Task description
Repeat exactly, and only, the lines from the one containing "of the multi-lane" through the end of the records.
________________________________________
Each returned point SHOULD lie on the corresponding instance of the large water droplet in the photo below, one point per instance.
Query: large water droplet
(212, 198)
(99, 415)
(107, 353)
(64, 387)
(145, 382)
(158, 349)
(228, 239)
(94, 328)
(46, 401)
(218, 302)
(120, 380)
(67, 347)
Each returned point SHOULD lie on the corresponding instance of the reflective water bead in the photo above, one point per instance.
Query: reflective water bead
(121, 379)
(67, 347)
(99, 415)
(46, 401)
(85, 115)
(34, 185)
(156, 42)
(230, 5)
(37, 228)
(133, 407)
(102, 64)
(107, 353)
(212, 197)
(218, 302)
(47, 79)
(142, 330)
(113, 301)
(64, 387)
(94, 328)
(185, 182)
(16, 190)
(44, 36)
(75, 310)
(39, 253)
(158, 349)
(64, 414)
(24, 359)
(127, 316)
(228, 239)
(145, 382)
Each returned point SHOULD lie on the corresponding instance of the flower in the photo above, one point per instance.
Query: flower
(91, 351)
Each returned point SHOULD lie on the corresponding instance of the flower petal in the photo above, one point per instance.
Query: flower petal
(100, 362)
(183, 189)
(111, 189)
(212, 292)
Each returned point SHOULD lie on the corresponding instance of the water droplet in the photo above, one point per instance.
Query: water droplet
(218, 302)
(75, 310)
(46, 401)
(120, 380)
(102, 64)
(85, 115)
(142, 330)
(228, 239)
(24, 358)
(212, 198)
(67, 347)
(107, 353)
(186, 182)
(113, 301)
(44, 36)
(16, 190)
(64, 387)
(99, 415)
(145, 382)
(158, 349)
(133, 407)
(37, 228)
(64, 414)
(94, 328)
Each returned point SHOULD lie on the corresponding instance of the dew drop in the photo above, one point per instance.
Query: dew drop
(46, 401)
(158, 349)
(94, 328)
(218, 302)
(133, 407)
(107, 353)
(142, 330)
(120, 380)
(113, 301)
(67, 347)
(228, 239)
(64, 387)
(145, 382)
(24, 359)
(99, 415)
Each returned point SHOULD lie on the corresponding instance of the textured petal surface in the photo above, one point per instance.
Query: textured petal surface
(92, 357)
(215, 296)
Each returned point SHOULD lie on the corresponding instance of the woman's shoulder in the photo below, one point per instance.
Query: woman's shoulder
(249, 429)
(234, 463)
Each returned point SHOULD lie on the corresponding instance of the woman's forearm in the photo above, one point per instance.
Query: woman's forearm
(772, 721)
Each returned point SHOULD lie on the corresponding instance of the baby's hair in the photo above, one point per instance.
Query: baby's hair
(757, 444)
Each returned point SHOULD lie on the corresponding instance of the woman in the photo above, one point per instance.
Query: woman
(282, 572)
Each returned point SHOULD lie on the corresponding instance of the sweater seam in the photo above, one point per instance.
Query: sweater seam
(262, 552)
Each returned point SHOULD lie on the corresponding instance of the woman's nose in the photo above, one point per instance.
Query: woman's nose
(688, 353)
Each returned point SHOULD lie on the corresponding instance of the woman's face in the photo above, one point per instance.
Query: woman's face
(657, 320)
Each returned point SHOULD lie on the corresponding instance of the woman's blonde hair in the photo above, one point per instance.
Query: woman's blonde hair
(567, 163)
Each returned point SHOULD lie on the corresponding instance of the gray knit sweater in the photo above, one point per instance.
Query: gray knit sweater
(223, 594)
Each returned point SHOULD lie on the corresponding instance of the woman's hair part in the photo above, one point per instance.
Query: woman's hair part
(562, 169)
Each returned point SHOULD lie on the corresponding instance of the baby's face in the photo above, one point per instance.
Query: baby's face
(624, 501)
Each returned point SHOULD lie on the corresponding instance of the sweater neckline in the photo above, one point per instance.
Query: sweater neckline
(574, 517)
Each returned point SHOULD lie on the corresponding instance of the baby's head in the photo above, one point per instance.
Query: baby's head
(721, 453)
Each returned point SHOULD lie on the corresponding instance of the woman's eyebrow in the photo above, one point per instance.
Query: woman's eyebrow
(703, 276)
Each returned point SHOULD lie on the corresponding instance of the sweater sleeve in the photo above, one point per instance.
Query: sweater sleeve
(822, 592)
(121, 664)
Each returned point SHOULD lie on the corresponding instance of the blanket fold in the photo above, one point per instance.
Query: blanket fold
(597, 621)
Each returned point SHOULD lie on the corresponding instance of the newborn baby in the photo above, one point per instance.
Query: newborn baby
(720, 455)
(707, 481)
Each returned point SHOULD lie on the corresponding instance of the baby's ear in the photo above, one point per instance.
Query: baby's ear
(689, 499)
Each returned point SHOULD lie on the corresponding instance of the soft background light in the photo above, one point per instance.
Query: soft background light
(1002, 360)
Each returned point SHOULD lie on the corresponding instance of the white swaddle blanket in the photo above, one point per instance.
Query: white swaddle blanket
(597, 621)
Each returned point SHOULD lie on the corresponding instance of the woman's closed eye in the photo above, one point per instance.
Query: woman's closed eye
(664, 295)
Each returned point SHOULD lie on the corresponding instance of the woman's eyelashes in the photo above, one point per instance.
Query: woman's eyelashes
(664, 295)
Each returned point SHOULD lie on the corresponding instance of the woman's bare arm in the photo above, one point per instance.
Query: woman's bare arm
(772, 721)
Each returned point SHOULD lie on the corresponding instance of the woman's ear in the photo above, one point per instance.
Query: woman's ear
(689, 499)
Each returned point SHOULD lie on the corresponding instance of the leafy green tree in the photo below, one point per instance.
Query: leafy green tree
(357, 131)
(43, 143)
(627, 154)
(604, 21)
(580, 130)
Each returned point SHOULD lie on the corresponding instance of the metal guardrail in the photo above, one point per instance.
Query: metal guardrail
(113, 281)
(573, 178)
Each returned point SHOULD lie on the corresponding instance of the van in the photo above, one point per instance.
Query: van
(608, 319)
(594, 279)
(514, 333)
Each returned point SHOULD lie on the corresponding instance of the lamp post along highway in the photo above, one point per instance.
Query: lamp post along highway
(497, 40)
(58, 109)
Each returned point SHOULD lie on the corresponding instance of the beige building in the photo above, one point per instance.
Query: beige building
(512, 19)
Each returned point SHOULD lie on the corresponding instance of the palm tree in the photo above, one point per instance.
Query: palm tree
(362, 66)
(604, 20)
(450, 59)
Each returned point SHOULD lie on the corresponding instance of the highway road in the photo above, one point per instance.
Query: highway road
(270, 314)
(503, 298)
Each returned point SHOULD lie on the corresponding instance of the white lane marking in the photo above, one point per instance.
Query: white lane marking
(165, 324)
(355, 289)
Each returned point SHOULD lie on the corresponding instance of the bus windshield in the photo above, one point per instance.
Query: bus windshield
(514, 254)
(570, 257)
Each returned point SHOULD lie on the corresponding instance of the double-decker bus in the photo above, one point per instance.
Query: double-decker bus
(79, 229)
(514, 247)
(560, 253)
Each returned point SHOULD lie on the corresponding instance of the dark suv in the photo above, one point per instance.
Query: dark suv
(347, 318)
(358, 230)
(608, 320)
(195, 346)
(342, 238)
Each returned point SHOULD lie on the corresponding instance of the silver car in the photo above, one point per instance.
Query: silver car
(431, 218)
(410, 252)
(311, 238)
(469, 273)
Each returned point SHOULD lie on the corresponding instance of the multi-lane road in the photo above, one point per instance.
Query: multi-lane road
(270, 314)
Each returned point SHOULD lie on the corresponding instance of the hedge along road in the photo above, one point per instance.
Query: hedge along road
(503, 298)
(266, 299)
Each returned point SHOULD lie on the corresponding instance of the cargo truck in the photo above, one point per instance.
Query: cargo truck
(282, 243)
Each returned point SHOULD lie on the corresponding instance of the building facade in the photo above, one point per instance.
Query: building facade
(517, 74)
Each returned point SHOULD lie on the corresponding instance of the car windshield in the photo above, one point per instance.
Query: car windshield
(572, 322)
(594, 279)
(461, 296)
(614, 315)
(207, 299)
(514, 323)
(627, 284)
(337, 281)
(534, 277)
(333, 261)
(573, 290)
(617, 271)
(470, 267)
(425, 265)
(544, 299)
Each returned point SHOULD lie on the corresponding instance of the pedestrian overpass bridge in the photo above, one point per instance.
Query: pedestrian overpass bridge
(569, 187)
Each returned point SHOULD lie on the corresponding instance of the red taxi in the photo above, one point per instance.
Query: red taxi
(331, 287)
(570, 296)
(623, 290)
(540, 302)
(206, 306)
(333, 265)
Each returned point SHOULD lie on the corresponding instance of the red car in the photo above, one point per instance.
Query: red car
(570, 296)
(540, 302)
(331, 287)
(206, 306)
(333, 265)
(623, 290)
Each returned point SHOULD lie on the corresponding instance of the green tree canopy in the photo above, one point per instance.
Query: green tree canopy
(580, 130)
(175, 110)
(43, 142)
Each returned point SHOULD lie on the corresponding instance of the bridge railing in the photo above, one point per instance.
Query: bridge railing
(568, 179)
________________________________________
Task result
Each returned point SHOULD lie on the corresponding instance of the multi-lane road in the photo above, one point per instance.
Query: multi-lane road
(270, 314)
Each returned point SHOULD lie on the corresponding instance of the hedge along road in the photo above, one point per instance.
Query: hedge along road
(503, 298)
(266, 299)
Each returned point SHOULD lie on the corresponding instance of the cargo truck in the photo above, one point per instance.
Query: cargo truck
(282, 243)
Each returned point SHOULD lie on the corresponding instance of the building facade in the photo above, one point per instance.
Query: building facade
(517, 74)
Each returned point SHOULD lie on the corresponding instance of the car windshield in the photo above, one point per instance.
Query: car windshield
(572, 322)
(594, 279)
(461, 296)
(614, 315)
(207, 299)
(514, 323)
(627, 284)
(337, 281)
(534, 277)
(333, 261)
(573, 290)
(617, 271)
(470, 267)
(425, 265)
(544, 299)
Each returned point SHOULD lie on the corresponding instance of the pedestrian overpass bridge in the photo above, one point per instance.
Query: pedestrian overpass bridge
(569, 187)
Each returned point SHOULD lie on the corresponding instance of the red taxi in the photo above, one point per instance.
Query: red taxi
(331, 287)
(570, 296)
(623, 290)
(540, 302)
(206, 306)
(333, 265)
Each returned point SHOULD lie on the corresponding instance of the red car in the photo above, one point per instance.
Query: red car
(570, 296)
(540, 302)
(331, 287)
(206, 306)
(333, 265)
(623, 290)
Each returned point SHOULD lie on the corresponding instance of the green tree canopy in the photo above, one point per instance.
Query: green tree canopy
(580, 130)
(175, 110)
(43, 142)
Each returned point SHOULD lie on the corresponding instance of the bridge railing in the photo above, one point per instance.
Query: bridge railing
(568, 179)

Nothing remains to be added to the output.